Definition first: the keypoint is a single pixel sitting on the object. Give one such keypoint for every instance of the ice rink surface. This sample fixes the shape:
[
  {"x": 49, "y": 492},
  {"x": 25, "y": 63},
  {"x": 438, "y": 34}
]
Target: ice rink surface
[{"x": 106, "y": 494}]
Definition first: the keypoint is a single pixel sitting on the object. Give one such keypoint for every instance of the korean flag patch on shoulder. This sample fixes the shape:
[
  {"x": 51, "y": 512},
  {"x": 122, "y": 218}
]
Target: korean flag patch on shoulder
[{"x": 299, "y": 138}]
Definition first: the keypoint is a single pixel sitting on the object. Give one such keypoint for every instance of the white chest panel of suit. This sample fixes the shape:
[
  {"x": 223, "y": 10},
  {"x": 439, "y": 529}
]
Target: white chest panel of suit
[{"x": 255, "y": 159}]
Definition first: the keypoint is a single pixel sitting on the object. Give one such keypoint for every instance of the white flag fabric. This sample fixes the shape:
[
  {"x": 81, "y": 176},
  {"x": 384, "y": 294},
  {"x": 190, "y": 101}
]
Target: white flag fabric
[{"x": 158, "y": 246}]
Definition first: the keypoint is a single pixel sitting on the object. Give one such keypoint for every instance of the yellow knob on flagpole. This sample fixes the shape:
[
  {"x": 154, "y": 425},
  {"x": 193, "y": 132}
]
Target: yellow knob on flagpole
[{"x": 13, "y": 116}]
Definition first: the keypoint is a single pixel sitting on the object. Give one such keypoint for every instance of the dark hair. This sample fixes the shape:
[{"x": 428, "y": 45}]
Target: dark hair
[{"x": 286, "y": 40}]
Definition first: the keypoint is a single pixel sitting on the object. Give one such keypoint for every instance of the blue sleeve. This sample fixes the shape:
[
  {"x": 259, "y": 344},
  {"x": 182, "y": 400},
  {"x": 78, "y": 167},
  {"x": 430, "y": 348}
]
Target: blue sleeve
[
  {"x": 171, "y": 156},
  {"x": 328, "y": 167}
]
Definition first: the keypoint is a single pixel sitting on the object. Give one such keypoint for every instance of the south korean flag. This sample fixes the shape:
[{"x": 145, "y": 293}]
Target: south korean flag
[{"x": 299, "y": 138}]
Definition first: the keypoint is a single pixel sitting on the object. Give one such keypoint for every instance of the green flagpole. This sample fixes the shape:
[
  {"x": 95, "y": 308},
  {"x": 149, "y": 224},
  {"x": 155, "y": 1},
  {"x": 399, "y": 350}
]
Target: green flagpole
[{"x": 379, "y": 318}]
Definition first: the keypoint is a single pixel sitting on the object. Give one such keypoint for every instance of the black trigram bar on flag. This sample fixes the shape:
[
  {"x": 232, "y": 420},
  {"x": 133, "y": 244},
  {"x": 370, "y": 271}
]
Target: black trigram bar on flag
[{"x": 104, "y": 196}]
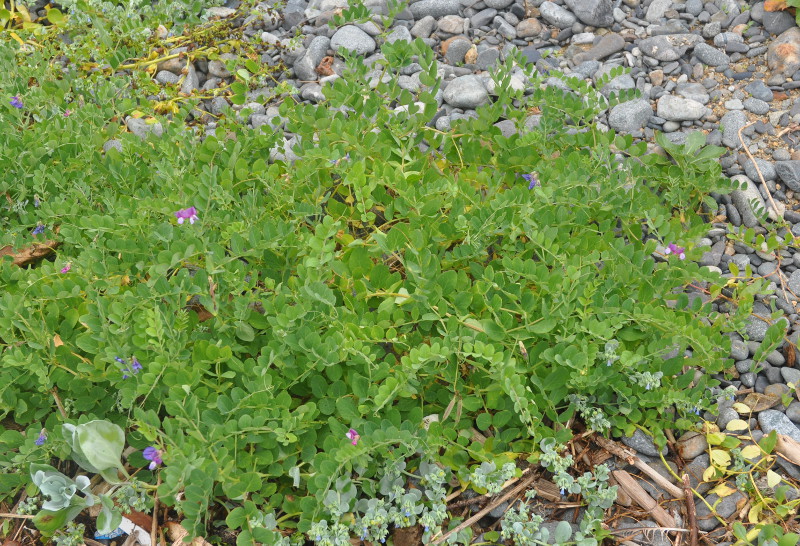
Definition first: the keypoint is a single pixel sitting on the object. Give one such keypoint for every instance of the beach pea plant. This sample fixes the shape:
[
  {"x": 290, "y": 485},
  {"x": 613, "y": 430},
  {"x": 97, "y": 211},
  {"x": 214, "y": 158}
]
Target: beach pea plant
[
  {"x": 275, "y": 317},
  {"x": 96, "y": 446}
]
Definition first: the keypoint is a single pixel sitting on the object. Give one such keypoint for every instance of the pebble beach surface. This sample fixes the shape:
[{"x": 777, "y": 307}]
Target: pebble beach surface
[{"x": 727, "y": 68}]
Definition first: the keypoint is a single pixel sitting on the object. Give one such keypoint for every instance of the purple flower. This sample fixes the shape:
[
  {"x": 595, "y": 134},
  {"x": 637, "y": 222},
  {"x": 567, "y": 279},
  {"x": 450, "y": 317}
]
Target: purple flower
[
  {"x": 679, "y": 251},
  {"x": 532, "y": 180},
  {"x": 353, "y": 436},
  {"x": 187, "y": 214},
  {"x": 153, "y": 455}
]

→ Task requirements
Please output all the records above exactly, leaving out every picture.

→ Answer for the task
Definition first: the keypoint is a single pixel sitting on the object. Give one such keypoint for every instance of the ice rink surface. This sample fixes the shape:
[
  {"x": 49, "y": 492},
  {"x": 25, "y": 63},
  {"x": 438, "y": 34}
]
Target: ice rink surface
[{"x": 106, "y": 494}]
Definition first: the keypoint is a single pixel sitting on the object. Give one such keypoint for every instance of the korean flag patch on shoulder. This sample fixes the shape:
[
  {"x": 51, "y": 512},
  {"x": 122, "y": 218}
]
Target: korean flag patch on shoulder
[{"x": 299, "y": 138}]
Definition first: the keypoint is a single pixel sitting on the object. Give one such keypoint for every instance of the white chest panel of suit. This sample fixes the shape:
[
  {"x": 223, "y": 10},
  {"x": 439, "y": 529}
]
Target: white chest panel of suit
[{"x": 255, "y": 159}]
Definition first: the keypoint is a single pixel sitting on the object. Give one such keypoint for every instance of the white flag fabric. This sample fixes the shape:
[
  {"x": 81, "y": 176},
  {"x": 384, "y": 294},
  {"x": 190, "y": 101}
]
Target: white flag fabric
[{"x": 158, "y": 246}]
Definition first: the keypoint is a single pixel sitting on the object. Give one such keypoint for every instance of the yellow knob on flagpole. This sample fixes the shape:
[
  {"x": 154, "y": 425},
  {"x": 193, "y": 132}
]
Target: yellow knob on flagpole
[{"x": 13, "y": 116}]
Definition first: the keypoint is a single pixel sitting on the object. Give one such keypoint for every instance of the dark hair. This sample fixes the shape:
[{"x": 428, "y": 45}]
Target: dark hair
[{"x": 286, "y": 40}]
Definition first: the keypoint is a single pixel sitting on the object. Give one such keypoint for every instance of the blue sleeve. This sample fixes the shape:
[
  {"x": 259, "y": 344},
  {"x": 182, "y": 400},
  {"x": 78, "y": 167},
  {"x": 430, "y": 348}
]
Target: blue sleeve
[
  {"x": 171, "y": 156},
  {"x": 328, "y": 167}
]
Definition first: the keypoint is a single pixel sitting on the object. Give one such keypoint for every instance of the south korean flag. This sample fixes the shape:
[{"x": 145, "y": 293}]
Target: south korean flag
[{"x": 299, "y": 138}]
Definition first: the keypoint is a single pixel sitting on the object. Give one such keypoint for every instance of the green flagpole. This sample fixes the shape:
[
  {"x": 95, "y": 308},
  {"x": 149, "y": 224},
  {"x": 155, "y": 1},
  {"x": 399, "y": 350}
]
Target: green flagpole
[{"x": 379, "y": 318}]
Definition first: the keypoint is a single pixel sitting on the object. Give one such keypoint for every instance of the black trigram bar on flag. This sample fixes the shape:
[
  {"x": 232, "y": 420},
  {"x": 133, "y": 244},
  {"x": 370, "y": 271}
]
Target: black trigram bar on flag
[{"x": 104, "y": 196}]
Definition first: the keypoint is a single pixel sitting on the object. Give one such keypoint for every instance of the beach pea plant. This sample fixes the shape:
[
  {"x": 290, "y": 485},
  {"x": 613, "y": 430},
  {"x": 97, "y": 211},
  {"x": 214, "y": 158}
]
Target: beach pea plant
[
  {"x": 275, "y": 317},
  {"x": 96, "y": 446}
]
Definition first: the keypoint is a single pixel sitting on the object. Give one such keypoint for every instance of the pebble beach surface. This sample fixes the shape:
[{"x": 777, "y": 307}]
Target: pebble beach surface
[{"x": 727, "y": 68}]
Definition first: the keypoint is a single pixel sitting on the object. Give one such keypoint for every instance of the purple flower. This sample fixes the shape:
[
  {"x": 595, "y": 134},
  {"x": 637, "y": 222},
  {"x": 567, "y": 279},
  {"x": 450, "y": 317}
]
Target: purple flower
[
  {"x": 679, "y": 251},
  {"x": 532, "y": 180},
  {"x": 353, "y": 436},
  {"x": 187, "y": 214},
  {"x": 153, "y": 455}
]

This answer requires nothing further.